## PAGE TEXT
==========
The code below demonstrates. I thought it may be that ora_auto_lob does not work on statement handles created for returned cursors so I attempted to use the DBD::Oracle lob functions to get the data but this data is UTF8 and does not come back correctly. Here again the DBD::Oracle pod says:

  Warning: Currently multi-byte character set issues have not been fully
  worked out. So these methods may not do what you expect if either the
  Perl data is utf8 or the CLOB is a multi-byte character set (including
  uft8). The current behaviour in these situations may not be correct
  and is subject to change.

Anyone got any suggestions?
==========
## STATED GOAL
Reproduce the stretch of the DBD::Oracle LOB passage above from "Warning: Currently multi-byte" through "subject to change.".

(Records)
==========
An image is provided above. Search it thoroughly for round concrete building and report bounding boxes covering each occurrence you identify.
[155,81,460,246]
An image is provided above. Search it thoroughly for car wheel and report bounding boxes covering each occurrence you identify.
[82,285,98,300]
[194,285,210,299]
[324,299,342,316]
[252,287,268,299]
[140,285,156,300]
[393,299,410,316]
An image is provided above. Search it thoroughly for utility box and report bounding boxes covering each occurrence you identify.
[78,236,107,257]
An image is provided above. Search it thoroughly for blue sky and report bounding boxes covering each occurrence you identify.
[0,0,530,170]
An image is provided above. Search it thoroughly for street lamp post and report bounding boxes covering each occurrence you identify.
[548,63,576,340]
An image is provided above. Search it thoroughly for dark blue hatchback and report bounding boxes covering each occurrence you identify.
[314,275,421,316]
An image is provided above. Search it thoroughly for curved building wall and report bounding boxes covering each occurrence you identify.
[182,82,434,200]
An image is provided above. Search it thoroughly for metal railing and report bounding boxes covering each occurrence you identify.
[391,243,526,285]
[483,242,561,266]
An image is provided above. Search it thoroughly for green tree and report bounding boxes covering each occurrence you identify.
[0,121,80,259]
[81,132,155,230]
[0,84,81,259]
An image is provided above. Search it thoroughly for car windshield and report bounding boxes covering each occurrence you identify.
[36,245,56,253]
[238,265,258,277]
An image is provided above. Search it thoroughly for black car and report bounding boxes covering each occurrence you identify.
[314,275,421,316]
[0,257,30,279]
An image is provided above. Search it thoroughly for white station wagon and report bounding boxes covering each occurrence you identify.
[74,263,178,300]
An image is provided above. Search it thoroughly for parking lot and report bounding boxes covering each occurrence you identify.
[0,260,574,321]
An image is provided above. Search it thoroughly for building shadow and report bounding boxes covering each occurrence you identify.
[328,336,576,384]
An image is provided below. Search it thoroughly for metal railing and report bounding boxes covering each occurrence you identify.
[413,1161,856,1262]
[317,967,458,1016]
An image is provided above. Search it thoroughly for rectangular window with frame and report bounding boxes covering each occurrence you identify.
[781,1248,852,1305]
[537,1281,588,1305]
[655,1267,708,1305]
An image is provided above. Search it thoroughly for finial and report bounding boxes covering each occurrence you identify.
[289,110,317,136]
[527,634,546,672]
==========
## IN RESPONSE
Warning: Currently multi-byte character set issues have not been fully
  worked out. So these methods may not do what you expect if either the
  Perl data is utf8 or the CLOB is a multi-byte character set (including
  uft8). The current behaviour in these situations may not be correct
  and is subject to change.